Description of the task - Copy out exactly the lines from the line containing "Mark all instances of open car hood." to the end of the listing.

Provided records -
┄┄┄┄┄┄┄┄┄┄

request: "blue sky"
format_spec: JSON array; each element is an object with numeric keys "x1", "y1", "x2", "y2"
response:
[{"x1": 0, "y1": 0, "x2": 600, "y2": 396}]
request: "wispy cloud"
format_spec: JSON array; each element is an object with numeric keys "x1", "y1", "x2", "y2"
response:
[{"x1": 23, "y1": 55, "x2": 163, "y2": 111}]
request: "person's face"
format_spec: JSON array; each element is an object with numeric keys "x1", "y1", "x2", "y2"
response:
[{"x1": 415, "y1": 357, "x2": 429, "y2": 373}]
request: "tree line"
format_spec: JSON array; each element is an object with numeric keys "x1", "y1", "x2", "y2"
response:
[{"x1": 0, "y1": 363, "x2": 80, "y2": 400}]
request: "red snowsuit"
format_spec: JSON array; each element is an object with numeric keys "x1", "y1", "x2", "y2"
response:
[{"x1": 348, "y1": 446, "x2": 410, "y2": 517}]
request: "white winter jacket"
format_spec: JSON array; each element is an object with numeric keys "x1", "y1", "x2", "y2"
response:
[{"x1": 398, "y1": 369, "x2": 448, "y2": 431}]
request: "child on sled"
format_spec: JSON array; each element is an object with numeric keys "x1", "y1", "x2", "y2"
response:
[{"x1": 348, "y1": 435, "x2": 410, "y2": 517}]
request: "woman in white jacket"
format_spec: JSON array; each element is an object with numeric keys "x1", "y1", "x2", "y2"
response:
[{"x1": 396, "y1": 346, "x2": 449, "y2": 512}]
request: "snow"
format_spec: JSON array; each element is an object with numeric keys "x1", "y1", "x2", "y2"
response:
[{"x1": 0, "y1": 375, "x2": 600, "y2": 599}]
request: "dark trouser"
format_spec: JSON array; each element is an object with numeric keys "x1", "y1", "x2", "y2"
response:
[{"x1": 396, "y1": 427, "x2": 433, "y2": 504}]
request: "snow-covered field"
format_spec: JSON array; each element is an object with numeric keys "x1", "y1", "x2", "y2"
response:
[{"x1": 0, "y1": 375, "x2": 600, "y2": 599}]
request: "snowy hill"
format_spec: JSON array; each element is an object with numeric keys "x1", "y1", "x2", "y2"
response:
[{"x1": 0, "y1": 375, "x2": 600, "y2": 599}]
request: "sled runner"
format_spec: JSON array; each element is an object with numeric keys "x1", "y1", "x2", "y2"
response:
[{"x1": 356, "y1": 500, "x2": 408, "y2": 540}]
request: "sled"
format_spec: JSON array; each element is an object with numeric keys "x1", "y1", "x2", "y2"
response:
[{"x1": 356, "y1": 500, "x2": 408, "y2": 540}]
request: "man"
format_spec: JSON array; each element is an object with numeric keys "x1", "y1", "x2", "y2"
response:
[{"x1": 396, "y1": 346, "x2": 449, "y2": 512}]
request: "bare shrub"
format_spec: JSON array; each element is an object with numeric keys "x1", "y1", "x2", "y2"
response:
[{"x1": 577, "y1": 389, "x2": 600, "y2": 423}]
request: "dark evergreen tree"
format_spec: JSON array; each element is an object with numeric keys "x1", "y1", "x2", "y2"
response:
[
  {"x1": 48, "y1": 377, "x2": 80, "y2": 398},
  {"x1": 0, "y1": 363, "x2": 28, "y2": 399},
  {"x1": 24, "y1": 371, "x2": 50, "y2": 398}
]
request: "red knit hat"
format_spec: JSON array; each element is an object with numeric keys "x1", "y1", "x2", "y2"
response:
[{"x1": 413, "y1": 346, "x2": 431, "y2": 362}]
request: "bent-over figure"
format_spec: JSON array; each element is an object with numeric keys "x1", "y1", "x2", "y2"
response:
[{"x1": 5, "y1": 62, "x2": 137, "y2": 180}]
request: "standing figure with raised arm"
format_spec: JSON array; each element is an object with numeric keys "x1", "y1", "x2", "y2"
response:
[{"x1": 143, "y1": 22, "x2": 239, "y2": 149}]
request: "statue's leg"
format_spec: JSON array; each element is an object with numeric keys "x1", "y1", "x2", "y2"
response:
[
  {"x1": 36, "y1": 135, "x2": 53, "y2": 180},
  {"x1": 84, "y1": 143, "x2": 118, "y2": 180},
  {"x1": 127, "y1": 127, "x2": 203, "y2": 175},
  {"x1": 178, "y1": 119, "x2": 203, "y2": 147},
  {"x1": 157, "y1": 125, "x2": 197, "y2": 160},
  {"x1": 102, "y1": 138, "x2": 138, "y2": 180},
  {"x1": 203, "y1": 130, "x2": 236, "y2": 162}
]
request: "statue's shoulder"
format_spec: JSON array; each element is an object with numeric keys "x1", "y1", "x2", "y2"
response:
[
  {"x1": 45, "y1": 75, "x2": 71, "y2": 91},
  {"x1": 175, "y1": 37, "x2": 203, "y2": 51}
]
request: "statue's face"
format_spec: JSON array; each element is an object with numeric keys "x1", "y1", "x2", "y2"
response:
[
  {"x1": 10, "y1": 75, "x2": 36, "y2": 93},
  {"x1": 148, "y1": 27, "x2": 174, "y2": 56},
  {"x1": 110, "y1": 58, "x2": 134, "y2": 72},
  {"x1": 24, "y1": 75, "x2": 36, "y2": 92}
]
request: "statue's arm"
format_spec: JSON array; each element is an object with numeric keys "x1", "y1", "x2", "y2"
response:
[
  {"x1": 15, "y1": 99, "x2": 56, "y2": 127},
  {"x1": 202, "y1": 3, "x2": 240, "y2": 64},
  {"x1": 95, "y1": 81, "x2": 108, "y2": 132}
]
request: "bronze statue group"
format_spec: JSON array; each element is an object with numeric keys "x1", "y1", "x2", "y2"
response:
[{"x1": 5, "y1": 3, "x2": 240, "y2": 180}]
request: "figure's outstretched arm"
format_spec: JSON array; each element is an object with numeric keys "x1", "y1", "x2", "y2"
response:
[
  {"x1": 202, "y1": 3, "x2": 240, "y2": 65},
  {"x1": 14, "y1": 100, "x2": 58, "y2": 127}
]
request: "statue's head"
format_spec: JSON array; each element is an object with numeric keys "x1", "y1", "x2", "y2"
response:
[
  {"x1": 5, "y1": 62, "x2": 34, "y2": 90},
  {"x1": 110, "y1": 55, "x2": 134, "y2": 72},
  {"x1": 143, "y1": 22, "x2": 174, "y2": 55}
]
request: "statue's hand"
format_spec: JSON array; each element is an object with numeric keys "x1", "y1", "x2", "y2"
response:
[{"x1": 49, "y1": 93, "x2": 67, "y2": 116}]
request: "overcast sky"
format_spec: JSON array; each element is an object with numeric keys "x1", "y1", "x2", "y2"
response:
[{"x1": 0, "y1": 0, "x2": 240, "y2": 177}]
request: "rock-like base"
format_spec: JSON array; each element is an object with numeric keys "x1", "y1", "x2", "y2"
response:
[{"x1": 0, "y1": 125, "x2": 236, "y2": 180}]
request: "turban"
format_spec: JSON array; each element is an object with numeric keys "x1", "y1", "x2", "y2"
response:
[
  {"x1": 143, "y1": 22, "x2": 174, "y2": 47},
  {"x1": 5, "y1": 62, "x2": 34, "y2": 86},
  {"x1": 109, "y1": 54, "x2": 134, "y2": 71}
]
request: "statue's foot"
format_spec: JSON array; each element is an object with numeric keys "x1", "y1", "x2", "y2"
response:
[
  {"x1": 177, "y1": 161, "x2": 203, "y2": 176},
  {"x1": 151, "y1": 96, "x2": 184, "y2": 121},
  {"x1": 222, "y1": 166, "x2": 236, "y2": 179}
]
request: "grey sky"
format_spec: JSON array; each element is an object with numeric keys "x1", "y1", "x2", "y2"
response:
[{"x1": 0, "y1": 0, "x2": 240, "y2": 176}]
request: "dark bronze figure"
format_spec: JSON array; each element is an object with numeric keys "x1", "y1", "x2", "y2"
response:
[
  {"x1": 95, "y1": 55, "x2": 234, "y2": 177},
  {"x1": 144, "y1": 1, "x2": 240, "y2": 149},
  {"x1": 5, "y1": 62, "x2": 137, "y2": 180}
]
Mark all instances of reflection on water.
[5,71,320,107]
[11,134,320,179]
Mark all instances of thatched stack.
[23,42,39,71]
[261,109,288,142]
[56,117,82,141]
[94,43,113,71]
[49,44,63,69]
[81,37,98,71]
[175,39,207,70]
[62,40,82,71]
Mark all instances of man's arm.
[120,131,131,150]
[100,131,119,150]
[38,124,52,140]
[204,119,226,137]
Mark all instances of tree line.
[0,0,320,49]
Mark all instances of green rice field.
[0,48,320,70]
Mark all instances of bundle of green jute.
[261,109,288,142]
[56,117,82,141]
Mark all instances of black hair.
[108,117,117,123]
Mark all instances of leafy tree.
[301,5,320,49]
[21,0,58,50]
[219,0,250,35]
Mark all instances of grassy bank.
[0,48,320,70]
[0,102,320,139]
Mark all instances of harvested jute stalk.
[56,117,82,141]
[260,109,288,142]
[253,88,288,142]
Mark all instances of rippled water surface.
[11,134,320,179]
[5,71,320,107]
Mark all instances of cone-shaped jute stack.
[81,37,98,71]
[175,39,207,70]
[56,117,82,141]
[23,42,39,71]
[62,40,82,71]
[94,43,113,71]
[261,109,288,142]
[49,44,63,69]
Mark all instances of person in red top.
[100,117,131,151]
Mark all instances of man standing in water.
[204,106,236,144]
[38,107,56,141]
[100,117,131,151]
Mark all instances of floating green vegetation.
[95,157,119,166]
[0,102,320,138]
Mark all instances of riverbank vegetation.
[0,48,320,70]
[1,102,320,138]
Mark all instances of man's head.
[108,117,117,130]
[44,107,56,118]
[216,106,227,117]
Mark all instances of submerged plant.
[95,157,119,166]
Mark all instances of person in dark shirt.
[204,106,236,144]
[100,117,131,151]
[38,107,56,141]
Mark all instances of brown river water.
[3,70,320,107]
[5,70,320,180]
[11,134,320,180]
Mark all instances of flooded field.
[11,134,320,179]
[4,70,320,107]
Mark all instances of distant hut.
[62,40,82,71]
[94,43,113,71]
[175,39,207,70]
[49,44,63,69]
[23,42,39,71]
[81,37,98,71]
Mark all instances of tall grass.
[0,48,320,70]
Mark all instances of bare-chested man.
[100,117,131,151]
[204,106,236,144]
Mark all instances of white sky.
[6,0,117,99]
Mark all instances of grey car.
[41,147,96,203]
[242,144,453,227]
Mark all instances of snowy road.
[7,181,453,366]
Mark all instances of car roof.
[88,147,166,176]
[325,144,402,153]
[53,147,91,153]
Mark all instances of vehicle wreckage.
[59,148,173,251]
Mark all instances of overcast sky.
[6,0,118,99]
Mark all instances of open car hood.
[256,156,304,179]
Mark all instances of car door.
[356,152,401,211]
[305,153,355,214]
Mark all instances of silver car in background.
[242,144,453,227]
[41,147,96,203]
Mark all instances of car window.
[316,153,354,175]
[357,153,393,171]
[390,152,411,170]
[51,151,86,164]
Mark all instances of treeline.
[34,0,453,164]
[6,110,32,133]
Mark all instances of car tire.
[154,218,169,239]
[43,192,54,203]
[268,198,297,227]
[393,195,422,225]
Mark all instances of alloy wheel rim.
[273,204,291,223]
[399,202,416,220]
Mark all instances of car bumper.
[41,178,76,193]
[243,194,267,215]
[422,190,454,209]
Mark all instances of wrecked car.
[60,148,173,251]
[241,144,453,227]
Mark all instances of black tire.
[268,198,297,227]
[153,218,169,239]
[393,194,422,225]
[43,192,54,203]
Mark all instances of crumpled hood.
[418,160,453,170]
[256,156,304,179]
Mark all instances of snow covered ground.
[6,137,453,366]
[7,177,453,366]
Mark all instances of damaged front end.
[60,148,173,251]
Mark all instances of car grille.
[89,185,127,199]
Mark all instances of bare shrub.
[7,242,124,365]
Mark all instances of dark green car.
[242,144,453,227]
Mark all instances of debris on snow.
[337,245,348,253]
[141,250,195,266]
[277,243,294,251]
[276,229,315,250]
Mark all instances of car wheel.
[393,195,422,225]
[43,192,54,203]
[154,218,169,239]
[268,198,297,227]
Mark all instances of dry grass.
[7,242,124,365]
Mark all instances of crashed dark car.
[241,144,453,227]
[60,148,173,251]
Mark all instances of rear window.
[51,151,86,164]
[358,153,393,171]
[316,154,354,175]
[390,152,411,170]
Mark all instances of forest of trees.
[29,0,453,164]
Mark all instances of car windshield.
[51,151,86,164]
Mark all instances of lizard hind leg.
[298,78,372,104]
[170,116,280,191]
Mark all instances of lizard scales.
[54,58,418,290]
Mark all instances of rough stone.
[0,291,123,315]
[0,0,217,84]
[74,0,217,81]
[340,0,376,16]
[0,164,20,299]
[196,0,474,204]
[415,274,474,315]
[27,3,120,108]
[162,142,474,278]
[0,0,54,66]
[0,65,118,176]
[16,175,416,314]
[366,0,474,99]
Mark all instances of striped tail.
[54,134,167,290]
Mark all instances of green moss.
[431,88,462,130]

┄┄┄┄┄┄┄┄┄┄

Response for this exercise -
Mark all instances of open car hood.
[256,156,304,179]
Mark all instances of car door.
[356,152,401,211]
[305,153,355,214]
Mark all instances of silver car in background.
[242,144,453,227]
[41,147,96,203]
Mark all instances of car window.
[316,153,354,175]
[357,153,393,171]
[390,152,411,170]
[51,151,86,164]
Mark all instances of treeline.
[34,0,453,164]
[6,110,32,133]
Mark all instances of car tire.
[154,218,169,239]
[43,192,54,203]
[268,198,297,227]
[393,195,422,225]
Mark all instances of alloy wheel rim.
[273,204,291,223]
[399,202,416,220]
Mark all instances of car bumper.
[41,178,76,193]
[243,194,267,215]
[422,190,454,209]
Mark all instances of wrecked car.
[60,148,173,251]
[241,144,453,227]
Mark all instances of black tire.
[268,198,297,227]
[153,218,169,239]
[393,194,422,225]
[43,192,54,203]
Mark all instances of crumpled hood.
[418,160,453,170]
[256,156,304,179]
Mark all instances of snow covered ground.
[6,137,453,366]
[7,177,453,366]
Mark all instances of damaged front end.
[60,148,173,251]
Mark all instances of car grille.
[89,185,127,199]
Mark all instances of bare shrub.
[7,242,124,365]
Mark all instances of dark green car.
[242,144,453,227]
Mark all instances of debris on snow.
[337,245,348,253]
[141,250,195,266]
[277,243,294,251]
[276,229,315,250]
Mark all instances of car wheel.
[393,195,422,225]
[43,192,54,203]
[154,218,169,239]
[268,198,297,227]
Mark all instances of dry grass.
[7,242,124,365]
Mark all instances of crashed dark car.
[241,144,453,227]
[60,148,173,251]
Mark all instances of rear window.
[51,151,86,164]
[358,153,393,171]
[316,154,354,175]
[390,152,411,170]
Mark all instances of forest of trees.
[29,0,453,164]
Mark all instances of car windshield.
[51,151,86,164]
Mark all instances of lizard hind leg.
[298,78,372,104]
[170,116,280,191]
Mark all instances of lizard scales.
[54,58,418,290]
Mark all instances of rough stone.
[0,291,123,315]
[0,0,217,84]
[74,0,217,81]
[340,0,376,16]
[0,164,20,299]
[196,0,474,204]
[415,274,474,315]
[27,3,120,108]
[162,142,474,278]
[0,0,54,66]
[0,65,118,176]
[16,175,416,314]
[366,0,474,99]
Mark all instances of striped tail.
[54,134,167,290]
Mark all instances of green moss.
[431,88,462,130]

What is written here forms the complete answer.